READING PASSAGE ▸
-- Opening Marker --
View Single Post
Old 11-01-2009, 06:52 PM   #22 (permalink)
rmay635703
home of the odd vehicles
 
rmay635703's Avatar
 
Join Date: Jun 2008
Location: Somewhere in WI
Posts: 3,882

Silver - '10 Chevy Cobalt XFE
Thanks: 500
Thanked 865 Times in 652 Posts
Actually 3 is still true assuming that they don't die from some sort of brute force or starvation. The longest lived peoples on the planet also live the most simplistically. And that tends to be regardless of whether its meat or vegetable. There are many examples of 60/70+ year old individuals from tropical basin hunter gathers.

1. is also true when you limit it to our origins in the tropical basin, people generally didn't survive into the cold blue yonder as hunter gathers.

4. Is almost always true when comparing a traditional diet to a grain based diet. The diet of wheat that has been pushed down our throats was historically proven to be the worst as exemplified by the Egyptian culture.

The low sucess rate now can be attributed to us having a vastly different world than of many years past, with very few people and lots of animals, especially in the the tropical basin, hunting would not be difficult and would not occupy all of your day since a little cooperation can net one larger animal feeding the group. Our ancestors DID NOT start in the cold barren wasteland but in regions where they could live near naked.

The lifespan averages again typically involve a lot of speculation and a lot of deaths due to being killed by something or falling or whatever. Historically men were killed by something other than old age.

Quote:
Originally Posted by chuckm View Post
I seriously question assertions 1 and 3. I don't have any reason to doubt 2. I'd put a huge asterisk on 4.
1) Typically about 80% of the paleolithic diet came from gathering. Gathering sufficient food to provide about 900 digestible calories per day, with enough variation to provide all the required nutrients probably took more than 2 hours, especially during winter. Hunting with primitive weapons is a dubious thing (anybody here ever tried to hunt with a spear? a bow and arrow made from sticks, a stone, and plant-fiber twine?) and probably involved much more than 2 hours a day and had a low success rate.
3) The sources I've found put paleolithic life expectancies between 33 and 54 (if you made it past 15 years old, you had a good chance of making it to 39-54). In the neolithic, life expectancy was about 20. Could you point me to your source?


The problem with that is that paleolithic populations were processing cereal grains for food some 23000 years ago, with evidence suggesting as early as 200,000 years ago (Piperno, D; Weiss, E., Hols, I., Nadel, D (2004), 200,000 years from People, Plants and Genes: The Story of Crops and Humanity. Oxford: Oxford University Press.). Everybody would be, as you termed it, a hybrid.

FYI, both the American Dietic Association and the National Health Service of England have designated the "Paleolithic diet" (aka caveman diet) as a fad diet.
-- Closing Marker --
RECORDS ▸
-- Opening Marker --
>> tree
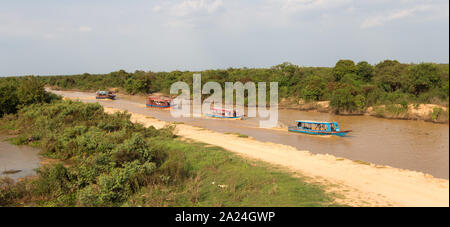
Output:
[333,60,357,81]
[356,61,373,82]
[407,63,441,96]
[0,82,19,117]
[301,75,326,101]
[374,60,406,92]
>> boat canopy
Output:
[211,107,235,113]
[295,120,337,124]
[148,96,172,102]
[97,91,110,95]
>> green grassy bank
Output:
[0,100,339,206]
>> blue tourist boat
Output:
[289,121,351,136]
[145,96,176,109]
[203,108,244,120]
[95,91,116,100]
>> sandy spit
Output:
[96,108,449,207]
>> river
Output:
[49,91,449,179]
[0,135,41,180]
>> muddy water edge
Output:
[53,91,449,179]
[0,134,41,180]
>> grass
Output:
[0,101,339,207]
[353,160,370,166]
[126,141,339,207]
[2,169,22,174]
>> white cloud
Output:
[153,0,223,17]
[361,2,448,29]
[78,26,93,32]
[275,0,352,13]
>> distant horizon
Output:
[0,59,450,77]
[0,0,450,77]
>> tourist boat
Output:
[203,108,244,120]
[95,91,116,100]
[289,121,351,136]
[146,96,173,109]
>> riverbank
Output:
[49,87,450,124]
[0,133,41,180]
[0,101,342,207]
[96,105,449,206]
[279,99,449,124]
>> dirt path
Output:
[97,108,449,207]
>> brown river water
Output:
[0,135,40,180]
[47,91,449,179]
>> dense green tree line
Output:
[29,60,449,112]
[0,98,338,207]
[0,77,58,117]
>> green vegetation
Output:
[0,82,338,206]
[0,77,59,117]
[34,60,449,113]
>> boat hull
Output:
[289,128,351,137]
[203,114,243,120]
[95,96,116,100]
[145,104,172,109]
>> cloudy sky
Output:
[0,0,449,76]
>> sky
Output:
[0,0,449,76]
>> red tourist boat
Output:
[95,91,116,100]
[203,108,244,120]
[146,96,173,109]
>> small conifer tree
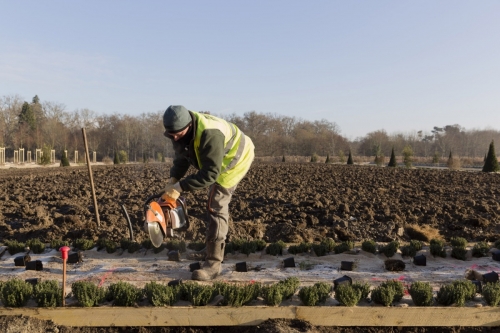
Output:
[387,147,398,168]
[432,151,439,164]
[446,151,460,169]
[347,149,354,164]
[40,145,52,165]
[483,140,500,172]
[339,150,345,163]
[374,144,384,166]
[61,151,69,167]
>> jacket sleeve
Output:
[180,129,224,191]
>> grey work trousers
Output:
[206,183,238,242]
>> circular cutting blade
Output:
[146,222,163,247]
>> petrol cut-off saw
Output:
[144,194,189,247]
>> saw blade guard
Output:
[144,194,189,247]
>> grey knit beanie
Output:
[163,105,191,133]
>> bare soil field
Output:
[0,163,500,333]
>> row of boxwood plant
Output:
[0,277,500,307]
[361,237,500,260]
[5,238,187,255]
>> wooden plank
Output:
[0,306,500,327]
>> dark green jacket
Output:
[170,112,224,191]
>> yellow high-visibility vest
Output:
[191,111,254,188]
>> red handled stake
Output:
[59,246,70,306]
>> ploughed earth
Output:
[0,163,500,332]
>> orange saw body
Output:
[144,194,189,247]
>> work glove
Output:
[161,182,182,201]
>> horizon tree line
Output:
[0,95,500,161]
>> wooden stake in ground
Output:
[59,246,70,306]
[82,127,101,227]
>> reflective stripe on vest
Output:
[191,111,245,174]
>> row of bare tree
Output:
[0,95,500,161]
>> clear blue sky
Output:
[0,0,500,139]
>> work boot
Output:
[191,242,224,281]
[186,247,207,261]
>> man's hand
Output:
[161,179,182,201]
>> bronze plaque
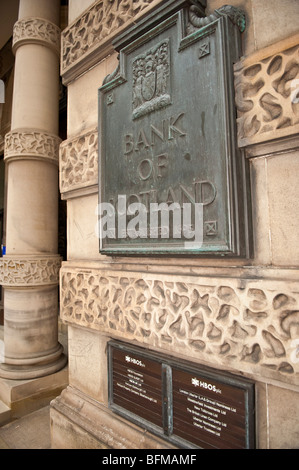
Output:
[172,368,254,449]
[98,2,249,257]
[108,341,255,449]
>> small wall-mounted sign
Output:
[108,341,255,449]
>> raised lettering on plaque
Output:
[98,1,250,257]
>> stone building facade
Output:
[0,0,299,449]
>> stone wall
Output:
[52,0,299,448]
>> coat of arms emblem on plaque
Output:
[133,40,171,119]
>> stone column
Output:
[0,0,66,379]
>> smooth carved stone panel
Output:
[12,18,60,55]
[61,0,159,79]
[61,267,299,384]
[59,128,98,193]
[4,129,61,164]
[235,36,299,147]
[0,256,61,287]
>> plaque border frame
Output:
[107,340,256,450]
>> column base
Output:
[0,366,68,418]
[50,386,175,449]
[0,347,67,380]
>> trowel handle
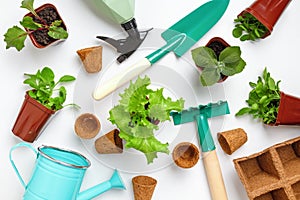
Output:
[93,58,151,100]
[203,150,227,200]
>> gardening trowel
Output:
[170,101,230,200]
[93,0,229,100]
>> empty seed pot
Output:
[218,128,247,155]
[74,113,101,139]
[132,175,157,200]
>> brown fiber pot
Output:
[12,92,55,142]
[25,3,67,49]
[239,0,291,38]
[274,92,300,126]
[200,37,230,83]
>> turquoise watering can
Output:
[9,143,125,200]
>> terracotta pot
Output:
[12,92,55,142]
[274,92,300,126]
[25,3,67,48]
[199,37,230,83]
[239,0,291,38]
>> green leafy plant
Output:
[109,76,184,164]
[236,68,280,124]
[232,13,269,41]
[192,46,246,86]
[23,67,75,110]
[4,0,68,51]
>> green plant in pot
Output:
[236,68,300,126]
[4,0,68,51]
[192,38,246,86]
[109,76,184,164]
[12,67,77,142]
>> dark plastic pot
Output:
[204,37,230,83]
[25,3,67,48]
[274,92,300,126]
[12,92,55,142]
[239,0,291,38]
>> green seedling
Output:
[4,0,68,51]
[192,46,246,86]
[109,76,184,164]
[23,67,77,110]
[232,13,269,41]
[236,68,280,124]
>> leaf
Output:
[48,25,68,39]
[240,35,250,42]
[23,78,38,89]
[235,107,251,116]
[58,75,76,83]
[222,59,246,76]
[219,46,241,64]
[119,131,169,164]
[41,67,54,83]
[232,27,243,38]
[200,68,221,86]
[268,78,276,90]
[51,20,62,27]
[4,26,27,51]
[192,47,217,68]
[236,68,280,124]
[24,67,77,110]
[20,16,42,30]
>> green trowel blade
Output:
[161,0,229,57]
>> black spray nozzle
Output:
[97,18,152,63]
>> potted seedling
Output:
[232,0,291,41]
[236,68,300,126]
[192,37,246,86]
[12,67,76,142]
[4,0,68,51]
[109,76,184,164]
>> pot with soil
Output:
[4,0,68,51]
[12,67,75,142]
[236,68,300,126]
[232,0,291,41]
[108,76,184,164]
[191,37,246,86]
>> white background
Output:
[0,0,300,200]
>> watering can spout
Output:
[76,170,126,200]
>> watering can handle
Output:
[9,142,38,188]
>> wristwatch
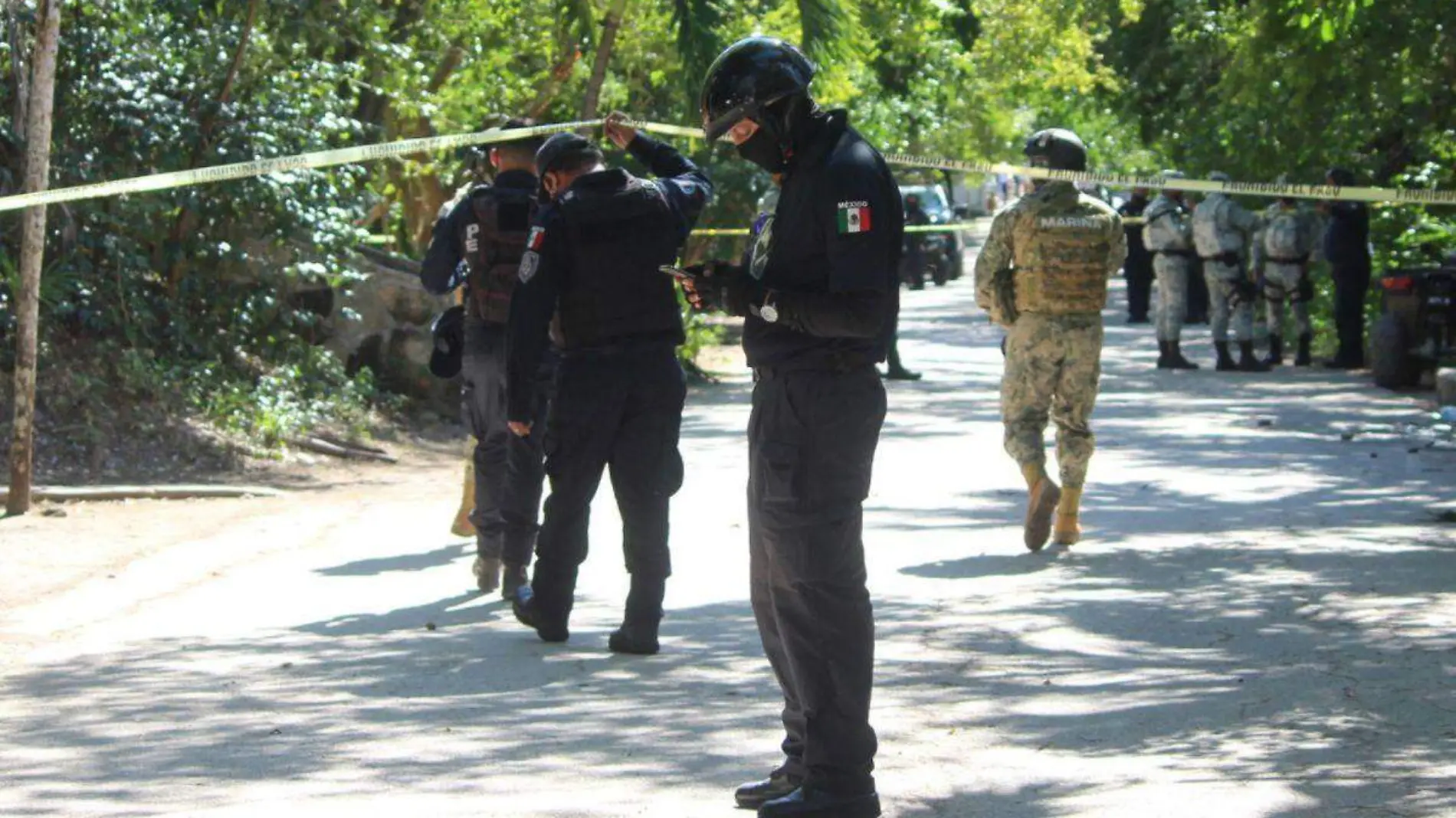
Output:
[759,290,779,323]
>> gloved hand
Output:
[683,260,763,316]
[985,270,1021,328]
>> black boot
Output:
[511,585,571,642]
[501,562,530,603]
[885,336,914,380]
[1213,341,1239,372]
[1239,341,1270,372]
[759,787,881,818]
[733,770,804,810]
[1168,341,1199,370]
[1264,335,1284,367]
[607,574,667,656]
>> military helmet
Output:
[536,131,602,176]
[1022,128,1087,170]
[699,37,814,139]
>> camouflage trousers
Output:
-- Closing Marker --
EXERCISE GOAL ▸ Copy the forum post about the paleolithic diet word for word, from "The lifespan averages" to "asterisk on 4.". You can ignore the items.

PROBLEM SOLUTION ▸
The lifespan averages again typically involve a lot of speculation and a lot of deaths due to being killed by something or falling or whatever. Historically men were killed by something other than old age.

Quote:
Originally Posted by chuckm View Post
I seriously question assertions 1 and 3. I don't have any reason to doubt 2. I'd put a huge asterisk on 4.